Excerpts from a dataset on object pointing
┌────────

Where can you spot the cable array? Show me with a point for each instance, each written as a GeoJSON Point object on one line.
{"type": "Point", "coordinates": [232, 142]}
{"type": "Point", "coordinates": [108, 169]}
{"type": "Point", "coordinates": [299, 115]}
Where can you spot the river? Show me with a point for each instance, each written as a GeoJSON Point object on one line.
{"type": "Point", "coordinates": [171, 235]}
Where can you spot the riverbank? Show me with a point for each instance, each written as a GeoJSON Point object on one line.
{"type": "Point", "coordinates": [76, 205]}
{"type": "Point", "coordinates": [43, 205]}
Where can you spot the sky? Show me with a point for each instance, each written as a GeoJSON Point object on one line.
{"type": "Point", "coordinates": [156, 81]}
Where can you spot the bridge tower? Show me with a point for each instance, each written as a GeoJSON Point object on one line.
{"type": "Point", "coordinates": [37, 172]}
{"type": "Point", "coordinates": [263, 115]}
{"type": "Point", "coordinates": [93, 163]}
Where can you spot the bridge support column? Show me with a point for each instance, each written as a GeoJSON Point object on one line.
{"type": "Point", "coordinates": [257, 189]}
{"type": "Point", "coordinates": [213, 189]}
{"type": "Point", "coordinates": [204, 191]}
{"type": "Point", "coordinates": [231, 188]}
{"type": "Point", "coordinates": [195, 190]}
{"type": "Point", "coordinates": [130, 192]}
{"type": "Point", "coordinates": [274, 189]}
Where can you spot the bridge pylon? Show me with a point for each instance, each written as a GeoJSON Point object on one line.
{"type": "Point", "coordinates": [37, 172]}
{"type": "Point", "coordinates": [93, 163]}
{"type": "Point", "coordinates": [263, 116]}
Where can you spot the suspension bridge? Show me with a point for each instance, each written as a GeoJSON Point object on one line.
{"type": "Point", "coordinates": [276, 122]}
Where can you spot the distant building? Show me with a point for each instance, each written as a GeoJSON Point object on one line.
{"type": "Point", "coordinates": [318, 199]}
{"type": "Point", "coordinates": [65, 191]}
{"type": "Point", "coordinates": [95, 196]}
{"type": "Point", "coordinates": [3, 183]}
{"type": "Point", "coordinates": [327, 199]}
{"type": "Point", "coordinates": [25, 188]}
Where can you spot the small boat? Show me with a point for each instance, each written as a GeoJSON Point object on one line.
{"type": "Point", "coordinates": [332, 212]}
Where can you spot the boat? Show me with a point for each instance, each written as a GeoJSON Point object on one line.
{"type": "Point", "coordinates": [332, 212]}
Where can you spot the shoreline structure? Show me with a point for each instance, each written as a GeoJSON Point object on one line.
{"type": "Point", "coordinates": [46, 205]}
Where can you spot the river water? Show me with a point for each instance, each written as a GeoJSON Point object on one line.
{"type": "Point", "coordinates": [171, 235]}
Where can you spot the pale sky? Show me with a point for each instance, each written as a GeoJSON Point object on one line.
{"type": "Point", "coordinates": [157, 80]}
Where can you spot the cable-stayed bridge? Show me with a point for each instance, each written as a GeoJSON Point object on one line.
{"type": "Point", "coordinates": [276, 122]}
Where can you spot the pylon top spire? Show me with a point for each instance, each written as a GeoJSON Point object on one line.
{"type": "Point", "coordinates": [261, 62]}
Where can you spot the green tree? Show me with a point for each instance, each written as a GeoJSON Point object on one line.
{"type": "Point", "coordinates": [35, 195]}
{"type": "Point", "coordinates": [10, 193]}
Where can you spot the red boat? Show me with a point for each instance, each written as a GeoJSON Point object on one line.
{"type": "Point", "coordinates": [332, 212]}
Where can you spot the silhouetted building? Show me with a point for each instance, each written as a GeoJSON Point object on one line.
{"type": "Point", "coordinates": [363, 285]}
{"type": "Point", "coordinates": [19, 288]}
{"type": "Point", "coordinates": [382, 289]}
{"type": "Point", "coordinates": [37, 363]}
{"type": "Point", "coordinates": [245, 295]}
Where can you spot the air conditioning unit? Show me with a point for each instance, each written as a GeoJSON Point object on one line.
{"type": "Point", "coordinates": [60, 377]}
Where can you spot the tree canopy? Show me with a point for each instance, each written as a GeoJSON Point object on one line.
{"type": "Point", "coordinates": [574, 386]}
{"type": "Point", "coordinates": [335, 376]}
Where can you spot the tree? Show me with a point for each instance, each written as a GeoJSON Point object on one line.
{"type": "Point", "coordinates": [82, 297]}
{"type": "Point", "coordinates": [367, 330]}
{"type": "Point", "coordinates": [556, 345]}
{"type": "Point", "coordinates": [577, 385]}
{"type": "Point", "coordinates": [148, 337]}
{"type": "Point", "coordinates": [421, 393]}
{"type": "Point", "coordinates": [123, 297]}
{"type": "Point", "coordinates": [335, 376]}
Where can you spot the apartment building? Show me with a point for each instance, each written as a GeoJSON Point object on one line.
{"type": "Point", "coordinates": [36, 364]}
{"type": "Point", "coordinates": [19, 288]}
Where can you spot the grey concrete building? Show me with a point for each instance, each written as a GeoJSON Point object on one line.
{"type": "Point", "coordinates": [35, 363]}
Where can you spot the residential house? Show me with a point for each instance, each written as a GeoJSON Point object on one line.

└────────

§ **TO BE DONE**: Rewrite every one of the items above as a numbered list, omitting any blank lines.

§ **CORRECT ANSWER**:
1. Where can you spot the cable array? Show me with a point for each instance, each written as a GeoJSON Point object on one line.
2. {"type": "Point", "coordinates": [232, 142]}
3. {"type": "Point", "coordinates": [108, 169]}
4. {"type": "Point", "coordinates": [299, 115]}
5. Where can you spot the river? Show me with a point for each instance, each written as a GeoJSON Point object on one line.
6. {"type": "Point", "coordinates": [171, 235]}
7. Where can you spot the riverbank? Show me with a point for each instance, each written as a GeoJSON Point object on one line.
8. {"type": "Point", "coordinates": [76, 205]}
9. {"type": "Point", "coordinates": [43, 205]}
10. Where can you spot the sky? Show me with a point for each instance, each written as a GeoJSON Point object on one line.
11. {"type": "Point", "coordinates": [156, 81]}
12. Where can you spot the bridge tower? Show me with a point for each instance, each written as a GeoJSON Point object on one line.
13. {"type": "Point", "coordinates": [37, 172]}
14. {"type": "Point", "coordinates": [263, 115]}
15. {"type": "Point", "coordinates": [93, 163]}
16. Where can you spot the bridge support column? Show me with a point for each instance, each written as a GeoJSON Point object on one line.
17. {"type": "Point", "coordinates": [257, 189]}
18. {"type": "Point", "coordinates": [213, 189]}
19. {"type": "Point", "coordinates": [204, 191]}
20. {"type": "Point", "coordinates": [231, 188]}
21. {"type": "Point", "coordinates": [195, 190]}
22. {"type": "Point", "coordinates": [130, 192]}
23. {"type": "Point", "coordinates": [274, 189]}
24. Where can you spot the bridge pylon? Show me with a point for each instance, each written as a GeoJSON Point object on one line.
25. {"type": "Point", "coordinates": [37, 172]}
26. {"type": "Point", "coordinates": [93, 163]}
27. {"type": "Point", "coordinates": [263, 116]}
28. Where can you spot the suspension bridge? Show me with a point for each instance, each written as a GeoJSON Point object on one line.
29. {"type": "Point", "coordinates": [276, 122]}
30. Where can you spot the distant building? Show me with a point for each instance, each written as a GeoJSON Point object on one line.
31. {"type": "Point", "coordinates": [318, 199]}
32. {"type": "Point", "coordinates": [65, 191]}
33. {"type": "Point", "coordinates": [95, 196]}
34. {"type": "Point", "coordinates": [3, 183]}
35. {"type": "Point", "coordinates": [327, 199]}
36. {"type": "Point", "coordinates": [25, 188]}
37. Where can you spot the small boat? Show me with a point for each instance, each written as a GeoJSON Point object on one line.
38. {"type": "Point", "coordinates": [332, 212]}
39. Where can you spot the boat? Show me with a point for each instance, each written as a GeoJSON Point object on one line.
40. {"type": "Point", "coordinates": [332, 212]}
41. Where can you spot the shoreline structure? Show me with a point for each instance, each written as a GeoJSON Point object on one line.
42. {"type": "Point", "coordinates": [46, 205]}
43. Where can you spot the river water? Show me with a point for each instance, each written as a GeoJSON Point object on one line.
44. {"type": "Point", "coordinates": [171, 235]}
45. Where can you spot the pale sky? Show me with a point for each instance, each written as a GeoJSON Point object on one line.
46. {"type": "Point", "coordinates": [157, 80]}
47. Where can you spot the cable-stayed bridge? Show me with a point for each instance, each written as a GeoJSON Point object on one line.
48. {"type": "Point", "coordinates": [276, 122]}
49. Where can you spot the pylon top spire? Show me with a point for each instance, each written as a GeoJSON Point object on one line.
50. {"type": "Point", "coordinates": [261, 62]}
51. Where can you spot the green tree? Show me with a point for each instance, each written as a GeoJSON Point object on one line.
52. {"type": "Point", "coordinates": [35, 195]}
53. {"type": "Point", "coordinates": [10, 193]}
54. Where can you spot the red boat? Show me with a point for each instance, each written as a GeoJSON Point object on one line.
55. {"type": "Point", "coordinates": [332, 212]}
56. Where can you spot the silhouetted building? Show me with a point for each instance, each written as a GeoJSON Point object on one line.
57. {"type": "Point", "coordinates": [363, 285]}
58. {"type": "Point", "coordinates": [19, 288]}
59. {"type": "Point", "coordinates": [382, 289]}
60. {"type": "Point", "coordinates": [37, 363]}
61. {"type": "Point", "coordinates": [245, 295]}
62. Where can you spot the air conditioning unit? Show me with a point for each instance, each written as a GeoJSON Point object on one line.
63. {"type": "Point", "coordinates": [60, 377]}
64. Where can you spot the tree canopy? Show me with a point for each instance, each written as a GeoJSON Point object on one line.
65. {"type": "Point", "coordinates": [574, 386]}
66. {"type": "Point", "coordinates": [335, 376]}
67. Where can you spot the tree? Show me with a point for each instance, each written as a GeoJSON Point object on one line.
68. {"type": "Point", "coordinates": [82, 297]}
69. {"type": "Point", "coordinates": [367, 330]}
70. {"type": "Point", "coordinates": [556, 345]}
71. {"type": "Point", "coordinates": [577, 385]}
72. {"type": "Point", "coordinates": [148, 337]}
73. {"type": "Point", "coordinates": [421, 393]}
74. {"type": "Point", "coordinates": [123, 297]}
75. {"type": "Point", "coordinates": [335, 376]}
76. Where can you spot the apartment building? Show me with a point for each instance, each written as a GeoJSON Point object on one line.
77. {"type": "Point", "coordinates": [36, 364]}
78. {"type": "Point", "coordinates": [19, 288]}
79. Where can you spot the grey concrete building? Show me with a point for each instance, each written as a GeoJSON Point object on one line.
80. {"type": "Point", "coordinates": [35, 363]}
81. Where can you spot the residential house? Show me with a point for each instance, each written as a GeoJSON Point object on one line.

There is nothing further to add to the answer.